* _Work item_
Repeat the data as given. Images do not go in the copy.

Natural language region descriptions:
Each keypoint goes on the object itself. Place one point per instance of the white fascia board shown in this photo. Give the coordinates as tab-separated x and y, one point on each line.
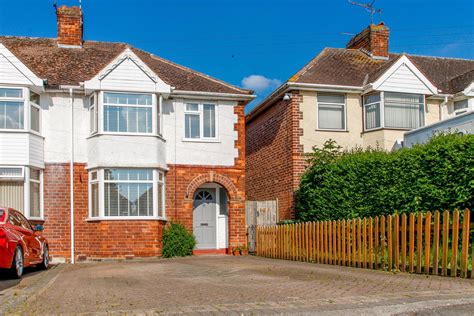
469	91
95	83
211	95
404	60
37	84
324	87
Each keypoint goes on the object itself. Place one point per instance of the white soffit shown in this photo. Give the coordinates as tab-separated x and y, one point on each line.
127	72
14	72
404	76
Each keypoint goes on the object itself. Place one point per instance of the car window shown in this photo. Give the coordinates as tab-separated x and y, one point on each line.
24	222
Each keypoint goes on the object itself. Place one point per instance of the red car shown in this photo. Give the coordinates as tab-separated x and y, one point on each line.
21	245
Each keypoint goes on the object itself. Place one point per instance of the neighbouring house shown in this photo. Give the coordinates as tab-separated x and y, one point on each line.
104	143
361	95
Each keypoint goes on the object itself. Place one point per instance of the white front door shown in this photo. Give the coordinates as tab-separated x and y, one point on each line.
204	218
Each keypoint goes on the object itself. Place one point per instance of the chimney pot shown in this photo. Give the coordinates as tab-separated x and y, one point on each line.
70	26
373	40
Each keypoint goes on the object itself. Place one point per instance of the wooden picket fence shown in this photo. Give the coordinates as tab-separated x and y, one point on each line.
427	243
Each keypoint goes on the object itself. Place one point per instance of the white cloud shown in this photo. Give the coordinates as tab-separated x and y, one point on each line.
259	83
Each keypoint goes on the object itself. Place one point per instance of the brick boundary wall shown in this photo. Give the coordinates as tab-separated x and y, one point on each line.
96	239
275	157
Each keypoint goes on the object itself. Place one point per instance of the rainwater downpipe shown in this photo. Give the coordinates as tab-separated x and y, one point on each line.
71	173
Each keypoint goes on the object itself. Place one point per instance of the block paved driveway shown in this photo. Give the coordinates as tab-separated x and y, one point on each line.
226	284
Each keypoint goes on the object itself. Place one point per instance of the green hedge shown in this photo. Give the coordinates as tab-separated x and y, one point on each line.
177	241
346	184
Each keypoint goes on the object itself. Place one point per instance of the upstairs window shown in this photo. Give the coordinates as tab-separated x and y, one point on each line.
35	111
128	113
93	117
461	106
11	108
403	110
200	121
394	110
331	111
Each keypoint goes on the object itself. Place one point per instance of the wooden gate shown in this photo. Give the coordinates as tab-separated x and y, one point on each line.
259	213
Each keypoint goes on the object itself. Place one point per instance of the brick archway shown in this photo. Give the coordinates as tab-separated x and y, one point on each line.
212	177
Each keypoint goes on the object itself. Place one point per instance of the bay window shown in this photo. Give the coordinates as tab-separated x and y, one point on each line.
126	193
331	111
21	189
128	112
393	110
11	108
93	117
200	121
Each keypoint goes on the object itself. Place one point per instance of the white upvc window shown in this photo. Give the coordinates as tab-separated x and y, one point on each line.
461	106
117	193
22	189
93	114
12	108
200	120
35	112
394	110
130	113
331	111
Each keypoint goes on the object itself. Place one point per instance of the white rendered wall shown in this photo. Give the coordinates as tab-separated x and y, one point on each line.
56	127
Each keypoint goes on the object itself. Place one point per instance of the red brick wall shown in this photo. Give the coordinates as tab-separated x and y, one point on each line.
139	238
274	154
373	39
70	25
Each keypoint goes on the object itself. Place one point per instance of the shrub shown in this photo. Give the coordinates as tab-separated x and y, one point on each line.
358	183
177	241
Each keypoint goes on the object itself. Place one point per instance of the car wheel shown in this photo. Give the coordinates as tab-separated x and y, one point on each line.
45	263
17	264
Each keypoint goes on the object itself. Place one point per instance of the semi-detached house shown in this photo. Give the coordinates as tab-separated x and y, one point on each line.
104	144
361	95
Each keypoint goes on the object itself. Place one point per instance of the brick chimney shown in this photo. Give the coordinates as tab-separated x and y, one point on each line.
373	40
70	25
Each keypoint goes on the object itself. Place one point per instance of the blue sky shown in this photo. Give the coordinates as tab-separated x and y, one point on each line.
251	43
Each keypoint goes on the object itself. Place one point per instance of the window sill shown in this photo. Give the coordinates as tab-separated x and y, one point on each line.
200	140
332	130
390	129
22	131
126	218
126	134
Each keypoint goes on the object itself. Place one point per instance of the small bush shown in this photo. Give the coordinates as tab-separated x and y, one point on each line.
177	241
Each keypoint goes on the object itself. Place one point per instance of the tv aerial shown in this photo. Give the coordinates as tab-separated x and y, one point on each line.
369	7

* _Output for this task_
Each keypoint goes on the object itself. Place one point per instance of the white fascia board shown in this photo. Give the coordinates as tab-separated x and y, one point on each line.
469	91
95	83
211	95
404	60
37	84
324	87
Each keypoint goes on the object itself. Place one point per instance of the white soffit shown in this photo. Give the coordinates as tab-separated x and y, one point on each line.
127	72
14	72
404	76
Each keypoint goes on the object itself. Place one point per instance of the car window shown in this photo. Give the coordinates as tab-separated x and y, one point on each line.
24	222
Each keypoint goes on the object itself. Place one point per instance of the red car shown in this photo. Give the coordinates as tab-separated x and y, one point on each line.
21	245
Each keypoint goes on the object itself. Place one point per instance of the neighbouring house shown in this photo. Give the coordinates as tab-separated x and y, one point on each line.
104	143
361	95
Each keypoint goes on the object itself. Place one point per instance of the white front door shown in this photo. Give the coordinates as tab-separated x and y, one point on each line.
204	218
Each keypoint goes on the object itself. Place one point per instance of the chimney pot shown in this photo. Give the coordinates as tab-separated x and y, one point on each line.
70	26
373	40
Each keypoint goes on the object itself. Place one point per instance of the wooden picket fence shown in this photo. Give the coordinates as tab-separated x and y, one point on each line.
427	243
Each keypoint goes on the object itself. Place one point per instance of the white cloud shown in this photo. Give the coordinates as tab-separated x and y, one point on each line.
259	83
Each keypoint goes on the object itself. Place one point per instance of the brick boundary wall shown in this photo. Give the coordinates as tab-separated x and y, one point on each line.
96	239
275	157
Each keypoint goes on the object itself. Place one point per instance of the rainwater downpipe shown in this photo. Give the coordinates as tab-separated x and y, one point on each line.
71	173
Each keypoint goes on the object itself. Place one point per instance of the block paved driveway shown in this photo. Give the coordinates as tab-separated x and y, one point on each line.
226	284
Each keypoint goes on the object itself. Place one point per instance of the green hedge shown in this photo. Give the coordinates as tab-separated x and y, one point on each line.
177	241
346	184
Each keypoint goes on the object itself. Place one point per instance of the upstairs window shown in this photo. Give the coordinates as tab-separated x and y, one point on each line.
35	111
128	113
93	117
461	106
11	108
403	110
200	121
394	110
331	111
Each keypoint goes on the object itself. Place one point per instance of the wooden gate shown in this photo. Give the coordinates as tab-separated x and y, one point on each line.
259	213
Each keypoint goes on the object itself. Place one point per instance of the brick archway shown in this photo. Give the coordinates as tab-separated x and y, one point on each line.
212	177
Each keypoint goes on the object itself. Place one point per instance of the bay window shown in this photo. Give the coordinates as tab-separated x and y, one point on each line.
126	193
331	111
21	189
128	112
393	110
11	108
93	117
200	121
Each keypoint goes on the object itself. Place one point per instance of the white upvc window shown in this photo. Give the coordinates as tab-separated x and y, one point on each line.
461	106
117	193
22	189
93	114
12	108
200	120
35	112
394	110
130	113
331	111
Each keypoint goes on the object itself. Place one point per instance of the white rendered wall shown in this photo. Give the coordinates as tab-separated x and y, one point on each line.
56	127
Each keypoint goes on the object itself. Place one point per instance of the red brick wall shown in this photo. Give the coordinates as tab-separated x and y, one point on each line.
139	238
274	154
373	39
70	25
Each keypoint goes on the object itself. Place one point per instance of the shrub shown in this photo. Give the coordinates as tab-separated x and y, one point on each line.
358	183
177	241
Each keypoint goes on the object itself. Place one point per instance of the car wheel shown in this photo. Give the coordinates as tab-separated x and y, one point on each line.
45	263
17	264
Each keypoint goes on the object itself. Place one point per instance of the semi-detached house shown in this photo. Give the coordinates as tab-separated x and y, one point on each line.
104	144
361	95
Each keypoint goes on the object itself. Place one point per instance of the brick chimney shown in this photo. Give the coordinates as tab-separated x and y, one point on each line.
373	40
70	25
Each keypoint goes on the object itself. Place one point per instance of the blue sky shown in this photo. Give the coordinates as tab-separated x and y, one point on each line.
251	43
Each keypoint goes on the object itself. Place one point per instance of the window sill shown in this photo. Give the coordinates as tab-separated x and y, one point on each line.
200	140
332	130
390	129
22	131
126	218
126	134
Each keypoint goes on the object itself. Place one point per instance of the small bush shown in this photo. Give the coordinates as tab-separated x and y, one point on each line.
177	241
Each keypoint goes on the object itself. Place one point per instance of the tv aerial shown in this photo. Give the coordinates as tab-separated x and y, one point on each line.
369	7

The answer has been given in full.